TASK PROMPT: Please copy every line of the data below character for character, leaving out the pictures.
==========
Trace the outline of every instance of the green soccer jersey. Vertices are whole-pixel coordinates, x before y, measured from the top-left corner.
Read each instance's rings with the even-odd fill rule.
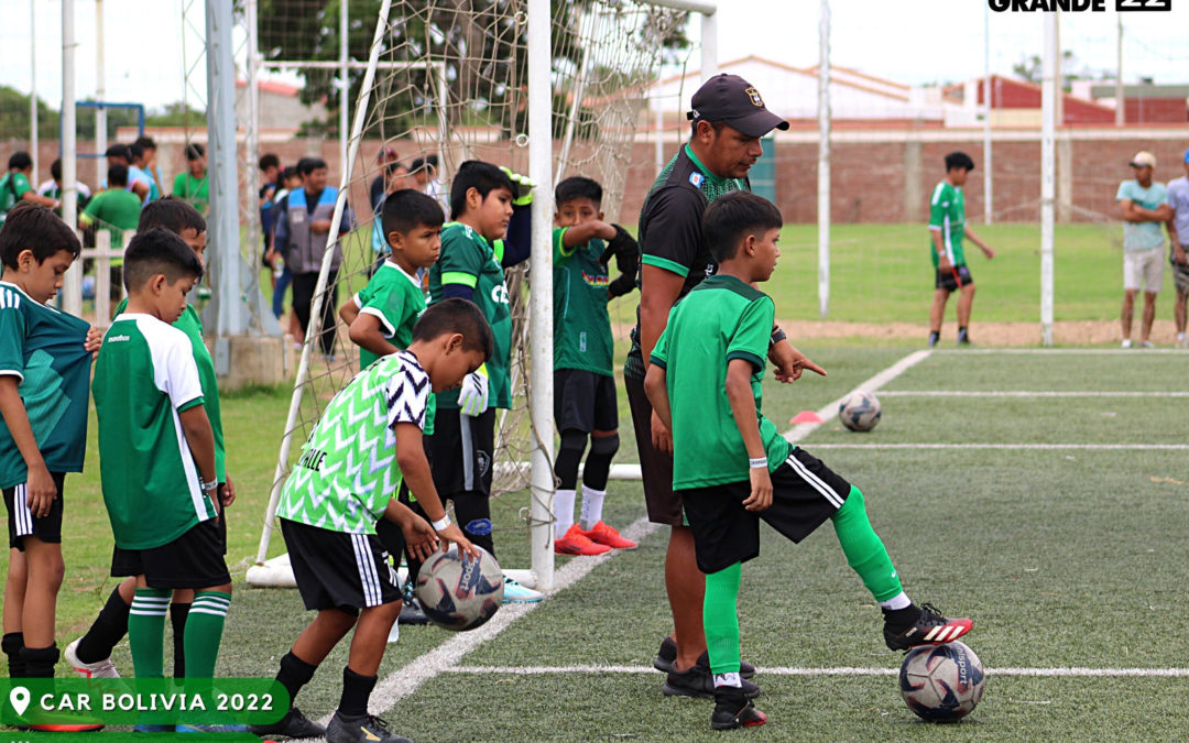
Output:
[[[90,383],[90,353],[83,342],[89,327],[0,281],[0,374],[19,379],[17,390],[50,472],[82,472]],[[0,416],[0,487],[27,477],[25,459]]]
[[[489,402],[492,408],[511,408],[512,316],[504,269],[487,240],[468,225],[448,222],[442,228],[441,257],[429,267],[430,304],[446,298],[447,284],[474,289],[473,301],[491,323],[495,340],[486,363]],[[458,390],[438,395],[438,407],[458,410]]]
[[[401,487],[396,424],[423,427],[429,374],[408,351],[356,374],[322,413],[281,491],[277,516],[331,531],[376,534]]]
[[[115,314],[119,315],[127,308],[128,300],[125,297]],[[210,358],[210,350],[202,340],[202,319],[191,304],[185,306],[182,316],[174,321],[174,327],[185,333],[190,339],[190,347],[194,351],[194,363],[199,366],[199,382],[202,383],[202,399],[207,409],[207,417],[210,418],[210,430],[215,435],[215,473],[220,483],[227,481],[227,447],[222,435],[222,413],[219,408],[219,378],[215,376],[215,360]]]
[[[669,313],[650,361],[666,370],[673,414],[673,490],[738,483],[750,477],[747,447],[726,399],[726,366],[744,359],[768,470],[791,445],[760,413],[761,383],[776,308],[772,297],[732,276],[711,276]]]
[[[117,547],[161,547],[214,518],[178,415],[205,402],[185,333],[151,315],[117,315],[103,335],[92,391]]]
[[[379,320],[379,330],[390,344],[404,350],[413,342],[413,326],[426,311],[426,292],[421,279],[409,276],[404,269],[391,260],[380,264],[354,297],[360,315],[372,315]],[[364,370],[376,363],[376,355],[366,348],[359,350],[359,369]],[[429,393],[429,409],[426,415],[426,435],[434,435],[434,413],[438,409],[436,396]]]
[[[606,266],[602,240],[565,246],[553,231],[553,367],[611,376],[611,319],[606,314]]]
[[[952,266],[965,265],[965,252],[962,250],[962,235],[965,232],[965,197],[961,188],[954,188],[949,181],[942,181],[933,189],[929,207],[929,229],[942,233],[942,246]],[[937,250],[932,238],[929,253],[933,258],[933,267],[938,266]]]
==========
WRITTEN RESPONSE:
Trace the outline of every instance of the green soccer jersey. Vertices are whole-pixel coordinates, x before y, measured from the top-left corner.
Read each instance's rings with the even-odd fill rule.
Output:
[[[90,383],[90,353],[83,342],[89,327],[0,281],[0,374],[19,379],[17,390],[50,472],[82,472]],[[0,416],[0,487],[27,477],[25,459]]]
[[[489,402],[492,408],[511,408],[512,316],[504,269],[487,240],[468,225],[448,222],[442,228],[441,257],[429,267],[430,304],[446,298],[447,284],[474,289],[473,301],[491,323],[495,340],[486,363]],[[458,390],[438,395],[438,407],[458,410]]]
[[[401,487],[396,424],[423,427],[429,374],[408,351],[356,374],[322,413],[281,491],[277,516],[331,531],[376,534]]]
[[[115,314],[119,315],[127,308],[128,300],[125,297]],[[210,358],[210,350],[202,340],[202,319],[191,304],[185,306],[182,316],[174,321],[174,327],[185,333],[190,339],[190,347],[194,351],[194,363],[199,366],[199,382],[202,383],[202,399],[207,409],[207,417],[210,418],[210,430],[215,435],[215,473],[220,483],[227,481],[227,447],[222,435],[222,413],[219,408],[219,378],[215,376],[215,360]]]
[[[669,313],[650,361],[666,370],[673,414],[673,490],[738,483],[750,477],[747,447],[726,399],[726,366],[744,359],[768,470],[791,445],[760,413],[761,383],[776,308],[772,297],[732,276],[711,276]]]
[[[117,547],[161,547],[214,518],[178,415],[205,402],[185,333],[151,315],[117,315],[103,335],[92,391]]]
[[[379,320],[379,330],[390,344],[404,350],[413,342],[413,326],[426,311],[426,292],[421,279],[409,276],[404,269],[391,260],[380,264],[354,297],[360,315],[372,315]],[[364,370],[376,363],[376,355],[366,348],[359,350],[359,369]],[[429,393],[429,409],[426,415],[426,435],[434,435],[434,413],[438,409],[436,396]]]
[[[606,266],[602,240],[565,246],[553,231],[553,367],[611,376],[611,319],[606,314]]]
[[[952,266],[965,265],[965,252],[962,250],[962,235],[965,232],[965,197],[961,188],[954,188],[949,181],[942,181],[933,189],[929,207],[929,229],[942,233],[942,246]],[[937,250],[932,238],[929,253],[933,258],[933,267],[938,266]]]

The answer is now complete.